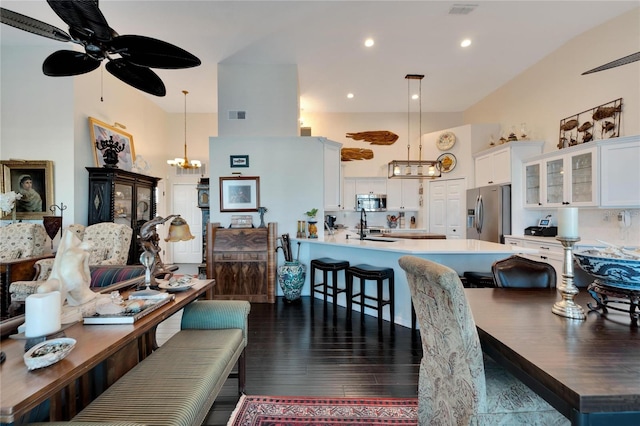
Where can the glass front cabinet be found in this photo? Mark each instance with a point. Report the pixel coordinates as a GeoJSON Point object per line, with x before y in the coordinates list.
{"type": "Point", "coordinates": [123, 197]}
{"type": "Point", "coordinates": [562, 180]}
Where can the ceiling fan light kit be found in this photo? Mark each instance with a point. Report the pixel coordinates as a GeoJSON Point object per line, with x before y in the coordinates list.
{"type": "Point", "coordinates": [130, 56]}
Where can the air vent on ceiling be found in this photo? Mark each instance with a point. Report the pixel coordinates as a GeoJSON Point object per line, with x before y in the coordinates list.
{"type": "Point", "coordinates": [200, 171]}
{"type": "Point", "coordinates": [237, 115]}
{"type": "Point", "coordinates": [462, 9]}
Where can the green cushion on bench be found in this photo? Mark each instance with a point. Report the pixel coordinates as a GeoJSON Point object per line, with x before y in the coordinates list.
{"type": "Point", "coordinates": [175, 385]}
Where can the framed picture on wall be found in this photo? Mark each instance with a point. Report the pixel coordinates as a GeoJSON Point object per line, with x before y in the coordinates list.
{"type": "Point", "coordinates": [104, 136]}
{"type": "Point", "coordinates": [238, 161]}
{"type": "Point", "coordinates": [34, 181]}
{"type": "Point", "coordinates": [239, 194]}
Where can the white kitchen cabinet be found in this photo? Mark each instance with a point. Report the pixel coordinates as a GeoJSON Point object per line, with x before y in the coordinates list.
{"type": "Point", "coordinates": [403, 194]}
{"type": "Point", "coordinates": [533, 184]}
{"type": "Point", "coordinates": [332, 176]}
{"type": "Point", "coordinates": [502, 164]}
{"type": "Point", "coordinates": [361, 185]}
{"type": "Point", "coordinates": [447, 208]}
{"type": "Point", "coordinates": [568, 177]}
{"type": "Point", "coordinates": [493, 168]}
{"type": "Point", "coordinates": [620, 172]}
{"type": "Point", "coordinates": [571, 179]}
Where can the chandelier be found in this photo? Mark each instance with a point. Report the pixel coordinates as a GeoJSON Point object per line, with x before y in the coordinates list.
{"type": "Point", "coordinates": [184, 161]}
{"type": "Point", "coordinates": [414, 169]}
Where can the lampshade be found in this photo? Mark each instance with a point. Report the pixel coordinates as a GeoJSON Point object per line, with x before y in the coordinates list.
{"type": "Point", "coordinates": [184, 162]}
{"type": "Point", "coordinates": [414, 169]}
{"type": "Point", "coordinates": [179, 231]}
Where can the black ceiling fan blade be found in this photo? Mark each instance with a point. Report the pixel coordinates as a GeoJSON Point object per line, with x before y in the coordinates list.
{"type": "Point", "coordinates": [84, 18]}
{"type": "Point", "coordinates": [622, 61]}
{"type": "Point", "coordinates": [151, 52]}
{"type": "Point", "coordinates": [31, 25]}
{"type": "Point", "coordinates": [65, 63]}
{"type": "Point", "coordinates": [141, 78]}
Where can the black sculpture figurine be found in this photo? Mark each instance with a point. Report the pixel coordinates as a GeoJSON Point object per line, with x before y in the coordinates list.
{"type": "Point", "coordinates": [110, 150]}
{"type": "Point", "coordinates": [262, 211]}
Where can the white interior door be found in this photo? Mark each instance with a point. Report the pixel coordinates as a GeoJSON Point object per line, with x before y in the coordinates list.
{"type": "Point", "coordinates": [185, 203]}
{"type": "Point", "coordinates": [447, 207]}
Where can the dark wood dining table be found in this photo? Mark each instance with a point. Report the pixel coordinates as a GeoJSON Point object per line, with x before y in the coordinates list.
{"type": "Point", "coordinates": [121, 346]}
{"type": "Point", "coordinates": [588, 370]}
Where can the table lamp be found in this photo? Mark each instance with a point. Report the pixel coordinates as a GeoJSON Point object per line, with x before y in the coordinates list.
{"type": "Point", "coordinates": [568, 236]}
{"type": "Point", "coordinates": [150, 258]}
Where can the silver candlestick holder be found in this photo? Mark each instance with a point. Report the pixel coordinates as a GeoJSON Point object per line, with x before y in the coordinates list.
{"type": "Point", "coordinates": [567, 307]}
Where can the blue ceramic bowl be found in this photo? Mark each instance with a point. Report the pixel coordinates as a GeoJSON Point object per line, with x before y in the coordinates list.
{"type": "Point", "coordinates": [622, 273]}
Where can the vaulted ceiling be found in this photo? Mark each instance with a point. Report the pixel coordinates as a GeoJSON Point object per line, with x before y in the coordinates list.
{"type": "Point", "coordinates": [326, 40]}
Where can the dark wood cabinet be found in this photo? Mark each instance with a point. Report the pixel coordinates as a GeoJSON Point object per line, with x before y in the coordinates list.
{"type": "Point", "coordinates": [124, 197]}
{"type": "Point", "coordinates": [243, 263]}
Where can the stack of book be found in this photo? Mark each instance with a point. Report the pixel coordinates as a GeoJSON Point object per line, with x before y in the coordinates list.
{"type": "Point", "coordinates": [151, 303]}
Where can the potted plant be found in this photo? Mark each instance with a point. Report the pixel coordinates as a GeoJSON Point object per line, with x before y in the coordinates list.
{"type": "Point", "coordinates": [312, 227]}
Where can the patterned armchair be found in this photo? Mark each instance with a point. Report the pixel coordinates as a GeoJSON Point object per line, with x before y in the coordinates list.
{"type": "Point", "coordinates": [109, 246]}
{"type": "Point", "coordinates": [457, 385]}
{"type": "Point", "coordinates": [20, 240]}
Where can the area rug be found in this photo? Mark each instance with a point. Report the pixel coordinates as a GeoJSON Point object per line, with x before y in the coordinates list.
{"type": "Point", "coordinates": [323, 411]}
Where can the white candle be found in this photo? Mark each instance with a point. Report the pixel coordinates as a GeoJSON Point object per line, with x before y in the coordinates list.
{"type": "Point", "coordinates": [42, 314]}
{"type": "Point", "coordinates": [568, 222]}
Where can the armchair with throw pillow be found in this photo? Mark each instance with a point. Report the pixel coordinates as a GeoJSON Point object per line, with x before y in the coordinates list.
{"type": "Point", "coordinates": [109, 246]}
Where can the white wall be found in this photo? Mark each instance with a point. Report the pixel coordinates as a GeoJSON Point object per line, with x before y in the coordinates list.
{"type": "Point", "coordinates": [290, 171]}
{"type": "Point", "coordinates": [267, 93]}
{"type": "Point", "coordinates": [335, 127]}
{"type": "Point", "coordinates": [553, 89]}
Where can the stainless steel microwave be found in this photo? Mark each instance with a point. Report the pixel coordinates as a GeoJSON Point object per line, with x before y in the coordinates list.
{"type": "Point", "coordinates": [371, 202]}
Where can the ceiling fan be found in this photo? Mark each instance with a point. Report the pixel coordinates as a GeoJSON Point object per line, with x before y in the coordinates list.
{"type": "Point", "coordinates": [622, 61]}
{"type": "Point", "coordinates": [130, 56]}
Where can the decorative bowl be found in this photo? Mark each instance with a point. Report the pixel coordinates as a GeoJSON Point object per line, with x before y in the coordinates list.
{"type": "Point", "coordinates": [48, 352]}
{"type": "Point", "coordinates": [612, 271]}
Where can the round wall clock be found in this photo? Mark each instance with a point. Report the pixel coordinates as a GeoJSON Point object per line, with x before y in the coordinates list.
{"type": "Point", "coordinates": [446, 141]}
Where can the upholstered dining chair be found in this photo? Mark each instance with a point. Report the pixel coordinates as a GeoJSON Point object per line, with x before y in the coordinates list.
{"type": "Point", "coordinates": [457, 384]}
{"type": "Point", "coordinates": [520, 272]}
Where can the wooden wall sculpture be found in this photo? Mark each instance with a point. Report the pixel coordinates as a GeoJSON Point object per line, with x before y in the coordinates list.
{"type": "Point", "coordinates": [351, 154]}
{"type": "Point", "coordinates": [375, 137]}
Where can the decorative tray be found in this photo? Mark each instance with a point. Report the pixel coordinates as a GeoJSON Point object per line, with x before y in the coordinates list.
{"type": "Point", "coordinates": [48, 352]}
{"type": "Point", "coordinates": [174, 285]}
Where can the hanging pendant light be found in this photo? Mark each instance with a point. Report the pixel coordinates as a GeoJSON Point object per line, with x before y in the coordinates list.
{"type": "Point", "coordinates": [184, 162]}
{"type": "Point", "coordinates": [414, 169]}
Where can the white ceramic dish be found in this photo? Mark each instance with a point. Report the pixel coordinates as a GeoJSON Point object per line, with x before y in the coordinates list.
{"type": "Point", "coordinates": [48, 352]}
{"type": "Point", "coordinates": [174, 286]}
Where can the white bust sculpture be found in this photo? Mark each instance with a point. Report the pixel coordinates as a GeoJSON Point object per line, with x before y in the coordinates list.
{"type": "Point", "coordinates": [70, 272]}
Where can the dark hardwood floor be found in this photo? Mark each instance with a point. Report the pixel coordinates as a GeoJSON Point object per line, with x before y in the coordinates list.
{"type": "Point", "coordinates": [293, 352]}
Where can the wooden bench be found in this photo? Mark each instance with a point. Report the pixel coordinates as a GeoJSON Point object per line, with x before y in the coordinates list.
{"type": "Point", "coordinates": [178, 383]}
⁂
_STATED TASK_
Copy out the records word for word, starting with the line that contains "Where can the white ceramic" and going on through the end of the records.

_SOLUTION TO THE PROBLEM_
Where can the white ceramic dish be found in this photo? Mark each instance with a point. Report the pixel coordinates as a GeoJSON Point object per line, with x before y in the coordinates list.
{"type": "Point", "coordinates": [48, 352]}
{"type": "Point", "coordinates": [174, 286]}
Where can the white bust sculpture be found in this photo? Mark each instance with a point. Report the pixel coordinates as a GeoJSON Point object per line, with x before y in the coordinates list.
{"type": "Point", "coordinates": [70, 272]}
Where can the dark hardwood floor be found in this photo? Mark each instance with a point. Report the pixel coordinates as a GeoJSON Point object per line, with x before y in the coordinates list.
{"type": "Point", "coordinates": [293, 352]}
Where can the wooden bench be found in this photo? Mark each instance with a point. Report the pixel coordinates as a GeoJSON Point object per line, with x before y in the coordinates list.
{"type": "Point", "coordinates": [178, 383]}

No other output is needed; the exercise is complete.